%%

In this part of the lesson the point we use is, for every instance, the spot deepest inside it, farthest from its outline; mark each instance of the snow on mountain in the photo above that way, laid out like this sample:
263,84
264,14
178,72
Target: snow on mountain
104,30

%%

* _DIRECTIVE_
Rewrite the data above, replacing every "snow on mountain" with "snowy peak" and leaving everything else as it stands.

* _THE RESULT_
In this part of the lesson the point we use is, for every instance, the spot deepest inside it, farthest from its outline; mark each instance of the snowy peak in the photo above that way, laid out like this sample:
263,84
264,14
178,72
Target: snowy peak
104,30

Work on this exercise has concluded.